PROVIDED RECORDS:
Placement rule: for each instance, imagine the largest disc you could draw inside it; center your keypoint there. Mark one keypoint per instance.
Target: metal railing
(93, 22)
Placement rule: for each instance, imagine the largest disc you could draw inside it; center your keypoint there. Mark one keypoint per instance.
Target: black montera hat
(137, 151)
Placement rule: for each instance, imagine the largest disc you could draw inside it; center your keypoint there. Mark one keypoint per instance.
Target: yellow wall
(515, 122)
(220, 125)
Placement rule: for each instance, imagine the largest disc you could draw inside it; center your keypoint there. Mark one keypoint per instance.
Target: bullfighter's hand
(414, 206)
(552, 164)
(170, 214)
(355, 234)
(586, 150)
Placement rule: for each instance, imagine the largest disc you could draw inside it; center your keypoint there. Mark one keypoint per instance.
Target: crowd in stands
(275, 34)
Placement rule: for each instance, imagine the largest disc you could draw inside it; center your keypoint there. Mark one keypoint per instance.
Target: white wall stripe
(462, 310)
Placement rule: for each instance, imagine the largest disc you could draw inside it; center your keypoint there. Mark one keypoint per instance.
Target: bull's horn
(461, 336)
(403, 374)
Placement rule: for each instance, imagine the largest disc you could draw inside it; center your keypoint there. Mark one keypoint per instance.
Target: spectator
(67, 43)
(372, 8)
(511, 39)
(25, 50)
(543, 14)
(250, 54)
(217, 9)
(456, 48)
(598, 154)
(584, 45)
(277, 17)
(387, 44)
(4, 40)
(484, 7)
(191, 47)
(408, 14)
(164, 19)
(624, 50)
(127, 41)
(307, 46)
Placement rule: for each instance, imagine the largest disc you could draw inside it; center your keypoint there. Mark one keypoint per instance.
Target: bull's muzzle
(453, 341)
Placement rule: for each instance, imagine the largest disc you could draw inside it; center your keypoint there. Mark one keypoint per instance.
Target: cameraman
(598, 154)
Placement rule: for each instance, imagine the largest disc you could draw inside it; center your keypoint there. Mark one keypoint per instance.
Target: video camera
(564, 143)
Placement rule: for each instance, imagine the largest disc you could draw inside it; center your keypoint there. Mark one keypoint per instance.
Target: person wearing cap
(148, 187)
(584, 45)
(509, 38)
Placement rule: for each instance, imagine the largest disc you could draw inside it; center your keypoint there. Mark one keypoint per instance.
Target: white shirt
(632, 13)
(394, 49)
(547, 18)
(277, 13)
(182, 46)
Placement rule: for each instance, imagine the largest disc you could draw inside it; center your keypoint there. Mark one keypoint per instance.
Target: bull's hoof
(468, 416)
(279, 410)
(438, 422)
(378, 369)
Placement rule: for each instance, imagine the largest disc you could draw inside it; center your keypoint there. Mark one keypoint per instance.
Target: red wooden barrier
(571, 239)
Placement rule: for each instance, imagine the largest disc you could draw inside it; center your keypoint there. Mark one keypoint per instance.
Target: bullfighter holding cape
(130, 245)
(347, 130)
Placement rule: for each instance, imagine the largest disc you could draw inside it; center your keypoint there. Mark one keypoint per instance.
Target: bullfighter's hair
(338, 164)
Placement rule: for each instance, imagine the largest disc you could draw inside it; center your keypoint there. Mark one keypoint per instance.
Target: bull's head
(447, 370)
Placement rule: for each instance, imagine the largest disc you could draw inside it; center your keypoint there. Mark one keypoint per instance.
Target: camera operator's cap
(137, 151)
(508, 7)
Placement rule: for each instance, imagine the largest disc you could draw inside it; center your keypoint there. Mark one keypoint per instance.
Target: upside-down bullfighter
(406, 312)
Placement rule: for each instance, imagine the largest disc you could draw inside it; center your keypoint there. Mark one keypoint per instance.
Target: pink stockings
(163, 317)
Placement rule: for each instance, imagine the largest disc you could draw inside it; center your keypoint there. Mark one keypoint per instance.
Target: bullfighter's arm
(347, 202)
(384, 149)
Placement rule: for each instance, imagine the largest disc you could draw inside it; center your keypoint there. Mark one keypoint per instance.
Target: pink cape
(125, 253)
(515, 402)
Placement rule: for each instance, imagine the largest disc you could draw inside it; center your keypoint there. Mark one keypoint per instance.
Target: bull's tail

EXERCISE OBJECTIVE:
Copy every record once more, exactly as given.

SOLUTION TO THIS EXERCISE:
Placement rule: for each instance, imagine the largest disc you could draw inside it; center your keypoint there. Mark one keypoint per instance.
Target: metal railing
(93, 22)
Placement rule: for each instance, imagine the largest disc you could draw inside it; center your keypoint there. Mark one keypoint per instance.
Target: black montera hat
(137, 151)
Placement rule: for each instance, imagine the largest disc you could draw inside it; center your keypoint there. Mark one keypoint per instance.
Target: yellow wall
(515, 122)
(220, 125)
Placement rule: for each instance, imagine the largest disc you could draw inside it; center your keypoint there. Mark one keypoint per instance.
Target: bullfighter's hand
(414, 206)
(552, 164)
(170, 214)
(355, 234)
(586, 150)
Placement rule: for each instance, imagine the largest disc you could draw inside it; center your keypoint there. Mark one keypoint per instance.
Target: crowd in stands
(275, 34)
Placement rule: for each instance, imagine the largest disc you could draw inside it; center your keypoint there. Mark one keypoint per instance.
Target: white wall stripe
(462, 310)
Placement rule: for each instance, imagine the largest disc you could draw inside it; center your keypoint there. Mark one keypoint per instance.
Target: bull's horn
(461, 336)
(403, 374)
Placement rule: for each instance, imagine the largest disc you could draw inside it; center your keypoint there. Mark one keypoint per instance.
Target: spectator
(67, 43)
(372, 8)
(511, 39)
(25, 50)
(543, 14)
(250, 54)
(217, 9)
(456, 48)
(598, 154)
(584, 45)
(277, 17)
(387, 44)
(4, 40)
(484, 7)
(191, 47)
(408, 14)
(164, 19)
(624, 50)
(127, 41)
(307, 46)
Placement rule: for each instance, imagine the largest disc you could draw inside it; center your keypoint there. Mark one keypoint per instance.
Target: bull's muzzle
(453, 341)
Placement rule: for each instance, imagine the largest disc you could draw inside it; center your keypoint there. Mark one keypoint per instance.
Target: cameraman
(598, 154)
Placement rule: for each instance, imagine the largest disc you could draw inside it; center your keypoint there. Mark one keypoint per instance.
Target: video camera
(564, 143)
Placement rule: for each instance, imagine the largest disc you could draw inside it; center your keypoint there. Mark one keypoint per instance.
Target: person wearing cap
(148, 187)
(584, 45)
(509, 38)
Placement rule: for each instance, imagine the largest disc you could draw inside it; center your keypoint there. Mark one keypoint per instance.
Target: white shirt
(632, 13)
(394, 49)
(547, 18)
(277, 13)
(182, 46)
Placement rule: for each instance, imagine the largest disc you could draw inside it; center your keypoint there. Mark one keypoint per instance.
Target: bull's hoof
(468, 416)
(279, 410)
(438, 422)
(378, 369)
Placement rule: for each instance, imagine the largest disc you could draw inside it; center your keypoint there. Mark one keypoint per instance.
Target: red wooden barrier
(571, 239)
Placement rule: for each instance, imagine the largest disc you could draw inside it; center your keypoint there. Mark one keypoint per instance.
Target: bullfighter holding cape
(130, 245)
(347, 130)
Placement rule: for each instance, imagine the largest disc you could draw inside it; center your keypoint there. Mark one keypoint per instance.
Target: bullfighter's hair
(338, 164)
Placement rule: for each instance, imagine the largest disc you could draw inside it; center your keypoint there. Mark one keypoint per instance.
Target: bull's head
(447, 370)
Placement rule: for each instance, imagine the largest disc you could draw inside it; center your keypoint there. Mark one keypoint per instance.
Target: camera operator's cap
(137, 151)
(508, 7)
Placement rule: for each instance, imagine the largest disc you could draw inside it; center your keypoint there. Mark one keypoint per instance.
Target: upside-down bullfighter
(406, 312)
Placement rule: for each instance, imagine the largest disc you could draw inside it; center your keypoint there. Mark one keypoint per instance.
Target: pink stockings
(163, 317)
Placement rule: for each instance, imagine the largest disc you could draw inside it; center your keypoint there. Mark one keypoint per instance.
Target: bullfighter's arm
(347, 202)
(384, 149)
Placement rule: for each instance, imagine the largest disc you could draw inside it; center your keypoint there. Mark one keypoint per instance.
Target: pink cape
(125, 253)
(515, 402)
Placement rule: for each instance, imagine the largest disc you could draw inside it; center your keypoint there. Mark one keypoint per instance.
Target: bull's tail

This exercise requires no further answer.